**WHAT TO PRODUCE:** Can you rewrite the data from the line with "Trace the outline of every instance of the distant" to the line with "M 86 88 L 86", swapping "distant" for "far-off" and leaving everything else unchanged?

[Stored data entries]
------------------------------------------------
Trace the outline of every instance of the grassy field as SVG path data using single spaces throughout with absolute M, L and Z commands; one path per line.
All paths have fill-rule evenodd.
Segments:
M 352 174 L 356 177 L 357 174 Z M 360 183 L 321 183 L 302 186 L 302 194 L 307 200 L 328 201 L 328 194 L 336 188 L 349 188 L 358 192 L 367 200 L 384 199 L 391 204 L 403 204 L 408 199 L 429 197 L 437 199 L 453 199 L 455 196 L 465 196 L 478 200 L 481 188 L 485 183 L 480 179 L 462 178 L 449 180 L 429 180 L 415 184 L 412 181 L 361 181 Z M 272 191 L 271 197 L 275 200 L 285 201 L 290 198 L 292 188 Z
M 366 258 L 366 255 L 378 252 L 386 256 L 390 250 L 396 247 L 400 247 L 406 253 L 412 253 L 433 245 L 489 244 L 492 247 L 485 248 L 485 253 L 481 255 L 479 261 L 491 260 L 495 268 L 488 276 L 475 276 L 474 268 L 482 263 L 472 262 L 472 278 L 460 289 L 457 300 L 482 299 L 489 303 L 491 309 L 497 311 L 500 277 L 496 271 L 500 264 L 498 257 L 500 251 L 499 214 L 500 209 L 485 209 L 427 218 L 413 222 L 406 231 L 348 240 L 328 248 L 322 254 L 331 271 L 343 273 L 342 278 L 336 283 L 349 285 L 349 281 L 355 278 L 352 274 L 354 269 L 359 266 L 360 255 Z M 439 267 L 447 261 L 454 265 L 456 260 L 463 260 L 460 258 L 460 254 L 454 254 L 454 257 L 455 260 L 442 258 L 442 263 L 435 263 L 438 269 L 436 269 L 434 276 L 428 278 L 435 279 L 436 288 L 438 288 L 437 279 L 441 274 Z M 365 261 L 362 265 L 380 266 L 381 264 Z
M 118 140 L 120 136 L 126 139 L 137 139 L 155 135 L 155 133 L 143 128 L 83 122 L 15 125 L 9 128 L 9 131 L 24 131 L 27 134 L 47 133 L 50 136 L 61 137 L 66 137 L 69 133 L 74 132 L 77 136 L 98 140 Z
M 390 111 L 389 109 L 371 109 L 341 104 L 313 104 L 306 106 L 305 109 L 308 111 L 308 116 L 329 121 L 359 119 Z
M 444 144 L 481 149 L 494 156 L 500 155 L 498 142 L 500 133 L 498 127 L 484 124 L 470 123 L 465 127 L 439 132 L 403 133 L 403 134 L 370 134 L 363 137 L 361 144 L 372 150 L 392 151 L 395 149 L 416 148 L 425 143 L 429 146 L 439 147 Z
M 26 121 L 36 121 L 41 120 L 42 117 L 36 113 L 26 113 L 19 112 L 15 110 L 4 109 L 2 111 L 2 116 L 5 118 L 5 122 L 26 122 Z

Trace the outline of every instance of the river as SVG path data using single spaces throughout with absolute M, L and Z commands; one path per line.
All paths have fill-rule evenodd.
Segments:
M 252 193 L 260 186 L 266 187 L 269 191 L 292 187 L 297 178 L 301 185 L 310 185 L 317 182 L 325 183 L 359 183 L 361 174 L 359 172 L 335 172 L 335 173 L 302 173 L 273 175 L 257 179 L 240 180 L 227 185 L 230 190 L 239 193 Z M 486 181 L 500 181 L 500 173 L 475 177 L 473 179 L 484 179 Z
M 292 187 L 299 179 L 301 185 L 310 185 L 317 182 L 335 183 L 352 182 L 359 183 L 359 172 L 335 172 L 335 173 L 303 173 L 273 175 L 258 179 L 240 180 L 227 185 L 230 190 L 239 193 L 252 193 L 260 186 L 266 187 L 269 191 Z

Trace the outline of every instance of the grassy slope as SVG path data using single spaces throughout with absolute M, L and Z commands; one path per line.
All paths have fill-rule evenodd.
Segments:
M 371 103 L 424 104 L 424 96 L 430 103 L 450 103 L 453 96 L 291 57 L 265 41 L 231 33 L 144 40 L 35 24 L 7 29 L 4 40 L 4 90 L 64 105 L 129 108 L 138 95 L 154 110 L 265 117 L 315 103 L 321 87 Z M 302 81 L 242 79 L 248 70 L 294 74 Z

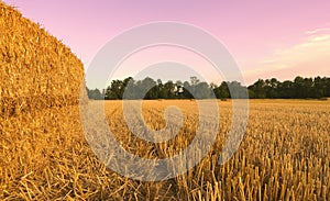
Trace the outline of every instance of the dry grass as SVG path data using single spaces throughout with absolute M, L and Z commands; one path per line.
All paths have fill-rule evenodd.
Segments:
M 219 101 L 219 137 L 198 166 L 166 181 L 136 181 L 107 169 L 85 138 L 77 105 L 84 76 L 79 59 L 55 37 L 2 2 L 0 34 L 1 200 L 327 200 L 330 197 L 329 101 L 252 101 L 244 139 L 223 166 L 217 165 L 218 154 L 230 130 L 232 111 L 230 101 Z M 194 100 L 144 102 L 144 119 L 154 130 L 165 126 L 163 112 L 168 105 L 183 111 L 179 134 L 160 144 L 146 143 L 130 133 L 121 101 L 106 104 L 117 139 L 143 157 L 173 156 L 196 133 L 198 111 Z
M 167 144 L 139 141 L 127 130 L 121 101 L 107 102 L 109 124 L 130 152 L 166 157 L 195 133 L 194 101 L 145 101 L 144 118 L 160 130 L 163 111 L 185 114 L 179 136 Z M 221 129 L 215 149 L 187 174 L 162 182 L 127 179 L 107 169 L 80 129 L 78 108 L 53 108 L 1 120 L 0 199 L 26 200 L 327 200 L 330 196 L 329 101 L 251 102 L 244 141 L 223 166 L 217 165 L 230 127 L 231 103 L 220 102 Z M 166 146 L 166 147 L 165 147 Z
M 0 115 L 79 102 L 81 62 L 40 25 L 0 1 Z

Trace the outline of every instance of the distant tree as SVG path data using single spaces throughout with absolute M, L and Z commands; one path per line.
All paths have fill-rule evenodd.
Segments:
M 86 88 L 86 90 L 87 90 L 87 94 L 88 94 L 89 99 L 94 99 L 94 100 L 102 100 L 103 99 L 103 96 L 99 89 L 89 90 L 88 88 Z

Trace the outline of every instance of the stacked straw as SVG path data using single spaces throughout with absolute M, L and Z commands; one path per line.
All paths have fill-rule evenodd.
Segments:
M 0 2 L 0 115 L 75 105 L 81 62 L 38 24 Z

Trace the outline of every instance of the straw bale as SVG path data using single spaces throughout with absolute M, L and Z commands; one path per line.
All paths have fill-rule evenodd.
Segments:
M 38 24 L 0 2 L 0 115 L 79 103 L 82 63 Z

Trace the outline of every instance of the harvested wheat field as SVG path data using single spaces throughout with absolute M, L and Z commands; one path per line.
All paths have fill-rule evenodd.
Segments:
M 163 109 L 168 105 L 182 109 L 185 122 L 178 136 L 167 144 L 146 144 L 132 136 L 122 116 L 121 101 L 108 101 L 106 113 L 112 132 L 127 149 L 144 157 L 164 157 L 189 143 L 198 121 L 195 101 L 145 101 L 146 124 L 155 130 L 164 126 Z M 217 153 L 229 131 L 231 103 L 219 102 L 219 138 L 212 150 L 187 174 L 160 182 L 135 181 L 107 169 L 85 139 L 78 107 L 1 120 L 1 199 L 329 198 L 329 101 L 252 100 L 244 139 L 222 166 L 217 165 Z
M 0 34 L 0 200 L 329 200 L 330 101 L 251 100 L 244 138 L 223 165 L 232 103 L 218 101 L 220 127 L 207 156 L 175 178 L 138 181 L 107 168 L 89 146 L 79 110 L 84 68 L 70 49 L 2 2 Z M 195 137 L 194 100 L 143 102 L 156 131 L 166 108 L 182 111 L 178 134 L 165 143 L 133 135 L 122 103 L 105 102 L 107 123 L 132 154 L 170 157 Z

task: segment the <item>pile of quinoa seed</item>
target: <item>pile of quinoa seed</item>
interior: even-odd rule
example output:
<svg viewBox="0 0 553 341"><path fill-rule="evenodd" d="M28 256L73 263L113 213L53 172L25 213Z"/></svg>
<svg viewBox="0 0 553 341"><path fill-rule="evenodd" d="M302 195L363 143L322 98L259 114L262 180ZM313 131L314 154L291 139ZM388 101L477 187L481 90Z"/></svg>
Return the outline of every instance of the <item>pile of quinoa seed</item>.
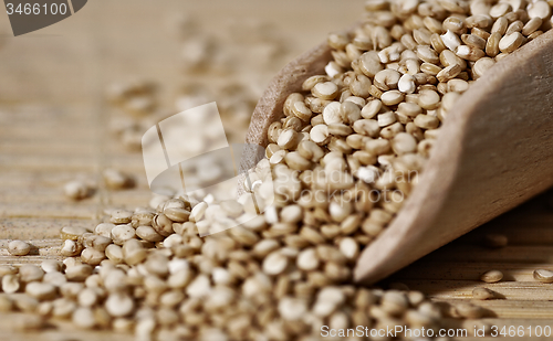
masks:
<svg viewBox="0 0 553 341"><path fill-rule="evenodd" d="M437 330L442 312L422 294L356 286L352 269L400 210L456 99L549 30L551 6L368 1L363 25L328 36L326 74L290 95L269 129L248 189L263 215L250 193L209 204L175 195L114 210L92 233L64 227L63 263L0 267L0 309L33 312L27 329L70 319L137 340L319 340L324 326ZM249 219L198 235L240 217ZM470 303L456 310L483 313Z"/></svg>

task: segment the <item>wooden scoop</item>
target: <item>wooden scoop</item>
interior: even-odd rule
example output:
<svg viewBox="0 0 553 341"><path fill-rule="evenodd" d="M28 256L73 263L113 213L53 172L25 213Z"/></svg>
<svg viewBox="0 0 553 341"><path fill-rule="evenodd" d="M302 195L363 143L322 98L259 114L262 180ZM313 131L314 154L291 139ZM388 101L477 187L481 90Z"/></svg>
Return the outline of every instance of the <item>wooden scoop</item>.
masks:
<svg viewBox="0 0 553 341"><path fill-rule="evenodd" d="M267 146L286 96L330 60L323 43L288 64L259 100L247 142ZM419 183L363 251L356 281L383 279L553 185L553 31L498 62L456 107Z"/></svg>

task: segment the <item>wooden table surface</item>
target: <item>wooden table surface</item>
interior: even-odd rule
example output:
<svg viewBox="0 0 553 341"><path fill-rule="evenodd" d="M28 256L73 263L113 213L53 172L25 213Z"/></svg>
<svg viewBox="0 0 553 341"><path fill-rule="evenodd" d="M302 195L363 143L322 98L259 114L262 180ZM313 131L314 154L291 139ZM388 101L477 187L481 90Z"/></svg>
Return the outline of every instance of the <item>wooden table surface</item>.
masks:
<svg viewBox="0 0 553 341"><path fill-rule="evenodd" d="M0 264L56 258L62 226L93 227L105 207L147 204L150 192L142 156L126 151L106 132L112 111L103 92L113 81L136 76L169 89L186 81L186 75L175 73L179 44L166 30L173 13L195 13L211 30L218 30L219 22L229 17L267 20L282 30L290 50L300 53L326 32L355 21L363 2L88 1L74 17L17 39L9 36L7 15L0 13L0 43L6 44L0 50ZM102 170L108 167L132 173L137 187L116 192L101 187L93 198L81 202L63 195L65 182L76 177L100 182ZM389 281L451 303L472 301L472 289L484 286L504 296L474 301L489 308L491 316L486 321L500 327L553 324L553 286L532 278L536 268L553 269L553 207L545 201L546 196L538 198L490 222ZM482 247L483 235L491 232L505 234L509 246ZM7 244L14 238L31 241L36 254L10 256ZM504 280L480 283L480 274L489 269L502 270ZM132 340L127 334L83 333L67 322L40 334L20 333L11 328L17 318L19 315L0 315L0 340ZM482 339L493 338L477 340Z"/></svg>

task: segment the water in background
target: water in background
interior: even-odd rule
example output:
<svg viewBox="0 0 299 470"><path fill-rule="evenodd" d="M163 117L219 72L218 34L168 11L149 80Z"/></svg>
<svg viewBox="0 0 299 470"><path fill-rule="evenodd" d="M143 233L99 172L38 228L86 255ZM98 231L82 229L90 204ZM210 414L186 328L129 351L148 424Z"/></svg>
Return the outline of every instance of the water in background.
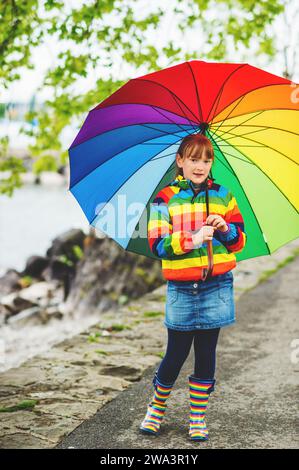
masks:
<svg viewBox="0 0 299 470"><path fill-rule="evenodd" d="M51 241L71 228L89 231L74 196L63 185L26 184L0 199L0 276L23 270L32 255L46 254Z"/></svg>

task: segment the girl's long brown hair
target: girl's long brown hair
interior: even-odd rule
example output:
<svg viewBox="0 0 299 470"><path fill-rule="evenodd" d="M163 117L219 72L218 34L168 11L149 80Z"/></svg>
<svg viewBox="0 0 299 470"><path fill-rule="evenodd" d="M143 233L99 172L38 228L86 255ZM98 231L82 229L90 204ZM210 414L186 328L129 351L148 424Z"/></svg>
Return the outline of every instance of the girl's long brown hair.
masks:
<svg viewBox="0 0 299 470"><path fill-rule="evenodd" d="M208 137L205 135L198 133L198 134L189 134L186 137L183 138L177 153L183 158L189 158L190 155L193 155L195 152L199 154L201 157L203 152L206 152L206 156L208 158L211 158L214 160L214 148L212 145L212 142ZM175 162L176 166L176 173L175 173L175 178L178 175L184 176L183 175L183 168L180 168L177 165L177 162Z"/></svg>

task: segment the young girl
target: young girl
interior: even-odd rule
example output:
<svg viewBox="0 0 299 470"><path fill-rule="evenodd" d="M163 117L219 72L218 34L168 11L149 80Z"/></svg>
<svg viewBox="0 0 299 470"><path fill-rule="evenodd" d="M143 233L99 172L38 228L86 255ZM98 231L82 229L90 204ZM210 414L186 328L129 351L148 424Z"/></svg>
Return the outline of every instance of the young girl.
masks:
<svg viewBox="0 0 299 470"><path fill-rule="evenodd" d="M220 328L236 321L232 269L235 253L246 243L235 197L209 177L213 161L213 146L205 135L185 137L176 155L175 179L158 192L151 205L148 241L151 251L162 259L167 280L164 325L168 344L153 378L154 396L140 425L142 432L158 434L167 399L194 341L194 373L188 377L189 436L208 439L205 414L216 382L216 346ZM213 270L203 279L208 240L213 245Z"/></svg>

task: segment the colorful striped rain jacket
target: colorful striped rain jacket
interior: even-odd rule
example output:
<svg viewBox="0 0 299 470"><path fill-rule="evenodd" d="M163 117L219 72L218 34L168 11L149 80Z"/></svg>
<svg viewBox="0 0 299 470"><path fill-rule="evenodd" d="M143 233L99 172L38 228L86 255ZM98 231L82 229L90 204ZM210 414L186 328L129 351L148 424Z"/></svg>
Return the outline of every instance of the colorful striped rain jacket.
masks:
<svg viewBox="0 0 299 470"><path fill-rule="evenodd" d="M214 231L212 240L214 267L212 276L236 266L235 253L246 243L244 221L231 191L208 180L209 213L226 221L227 232ZM192 281L202 278L208 267L207 242L195 246L192 233L206 220L205 190L197 194L192 182L177 176L161 189L151 203L148 221L148 242L152 253L162 259L162 274L167 280Z"/></svg>

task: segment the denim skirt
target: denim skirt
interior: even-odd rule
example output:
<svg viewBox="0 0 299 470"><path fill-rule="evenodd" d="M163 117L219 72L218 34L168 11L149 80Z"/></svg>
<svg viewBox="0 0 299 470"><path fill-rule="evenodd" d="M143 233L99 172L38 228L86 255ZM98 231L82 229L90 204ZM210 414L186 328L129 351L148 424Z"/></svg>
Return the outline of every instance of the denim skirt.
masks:
<svg viewBox="0 0 299 470"><path fill-rule="evenodd" d="M206 281L167 281L164 325L190 331L235 323L233 281L231 271Z"/></svg>

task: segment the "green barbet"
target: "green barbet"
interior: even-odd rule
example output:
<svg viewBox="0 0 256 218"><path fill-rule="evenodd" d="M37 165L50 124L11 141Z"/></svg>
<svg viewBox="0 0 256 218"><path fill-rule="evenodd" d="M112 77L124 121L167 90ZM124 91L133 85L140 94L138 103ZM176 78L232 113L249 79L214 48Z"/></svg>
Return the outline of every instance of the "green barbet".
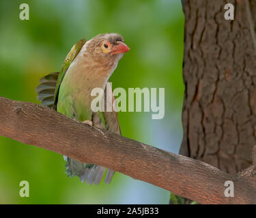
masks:
<svg viewBox="0 0 256 218"><path fill-rule="evenodd" d="M94 98L91 91L94 88L101 88L106 94L109 77L124 53L129 50L123 37L117 33L100 34L87 42L84 39L80 40L68 54L59 72L50 74L40 80L40 84L36 88L38 99L42 102L42 105L70 119L121 134L114 110L98 112L91 110L91 102ZM113 102L115 97L113 93L111 95ZM104 96L105 102L106 99ZM106 170L72 158L64 157L64 159L67 161L68 176L78 176L88 185L98 185ZM114 172L113 170L107 170L106 183L109 184Z"/></svg>

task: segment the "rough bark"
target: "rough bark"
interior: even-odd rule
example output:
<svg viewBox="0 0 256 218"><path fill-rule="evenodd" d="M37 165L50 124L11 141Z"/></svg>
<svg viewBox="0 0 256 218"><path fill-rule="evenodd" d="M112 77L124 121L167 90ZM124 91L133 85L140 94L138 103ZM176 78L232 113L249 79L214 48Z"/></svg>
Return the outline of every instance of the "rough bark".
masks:
<svg viewBox="0 0 256 218"><path fill-rule="evenodd" d="M235 6L226 20L224 5ZM185 0L180 154L234 174L256 144L256 1Z"/></svg>
<svg viewBox="0 0 256 218"><path fill-rule="evenodd" d="M105 166L201 204L256 204L256 157L242 174L231 175L202 161L91 128L48 108L1 97L0 135ZM226 181L234 183L234 198L224 195Z"/></svg>

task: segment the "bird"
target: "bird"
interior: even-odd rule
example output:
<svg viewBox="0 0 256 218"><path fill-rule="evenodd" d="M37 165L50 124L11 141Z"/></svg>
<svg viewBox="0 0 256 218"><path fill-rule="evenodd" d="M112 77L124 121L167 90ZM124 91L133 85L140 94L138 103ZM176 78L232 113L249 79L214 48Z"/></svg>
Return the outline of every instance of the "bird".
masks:
<svg viewBox="0 0 256 218"><path fill-rule="evenodd" d="M117 114L112 112L93 112L91 91L101 88L106 93L109 78L124 54L130 50L119 33L99 34L89 41L79 40L67 54L61 70L40 79L36 87L38 99L70 119L121 135ZM111 89L112 90L112 89ZM113 102L115 97L110 94ZM104 101L107 102L106 95ZM63 157L68 176L77 176L88 185L98 185L106 170L104 182L109 184L115 171L92 164Z"/></svg>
------------------------------------------------
**WORKED ANSWER:**
Trace the outline of every instance of the far-off tree as SVG path data using single spaces throughout with absolute M, L and Z commands; one path per line.
All paths have fill-rule evenodd.
Segments:
M 86 88 L 86 90 L 87 90 L 87 94 L 88 94 L 89 99 L 94 99 L 94 100 L 102 100 L 103 99 L 103 96 L 99 89 L 89 90 L 88 88 Z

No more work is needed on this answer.